**WRITTEN TASK**
In all the records, swap "antenna tower" for "radio mast" and write the lines out again with nothing else changed. Leave the pictures out of your answer.

§

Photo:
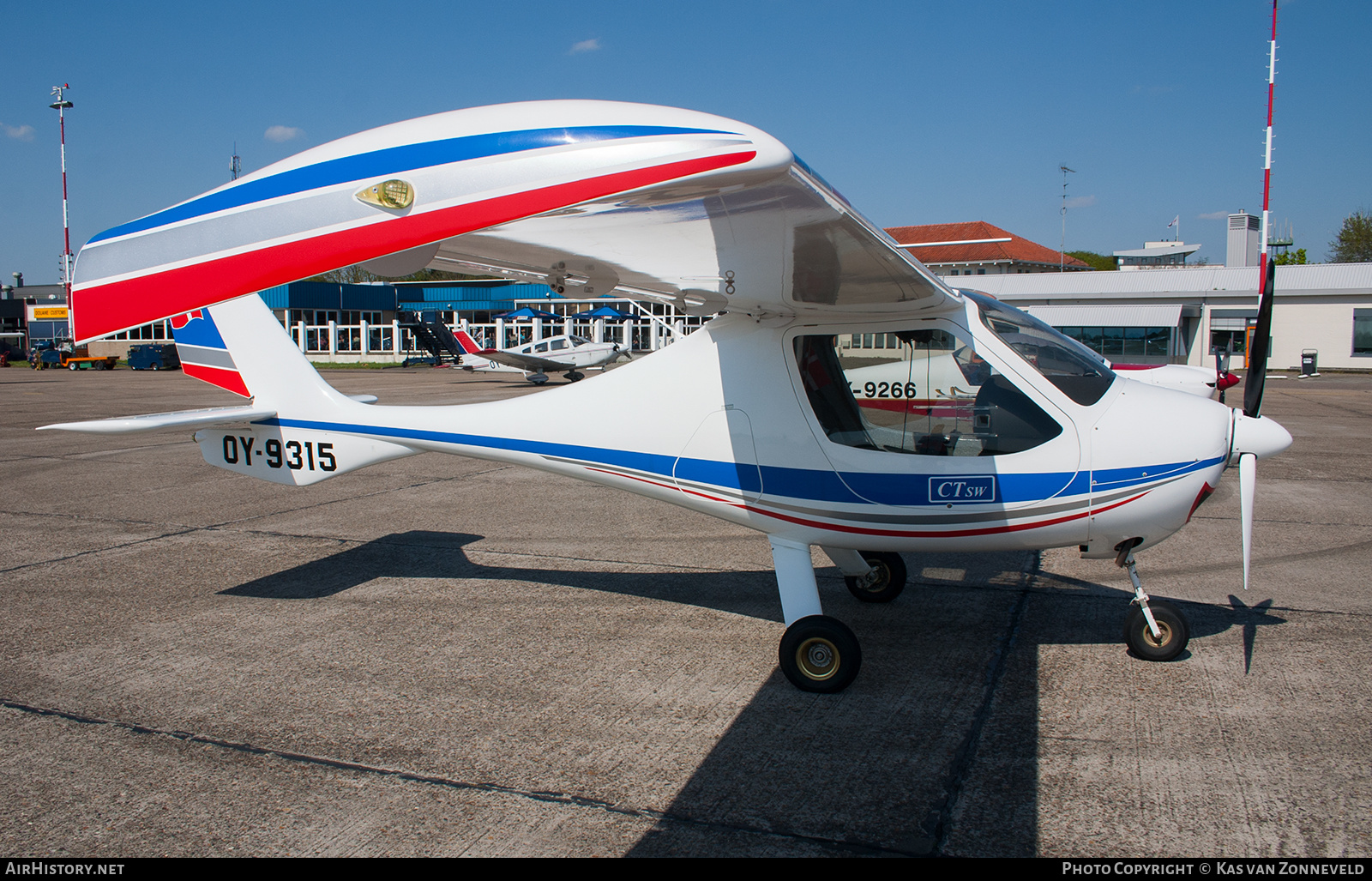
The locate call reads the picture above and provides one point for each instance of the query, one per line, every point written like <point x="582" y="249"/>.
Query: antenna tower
<point x="1267" y="166"/>
<point x="1062" y="256"/>
<point x="62" y="105"/>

§

**SOLUTION BELOW**
Photo:
The locate call reads the picture above and provides one point for each instance of the query, one per line, every point written like <point x="582" y="249"/>.
Query: radio mast
<point x="1267" y="166"/>
<point x="1062" y="256"/>
<point x="62" y="105"/>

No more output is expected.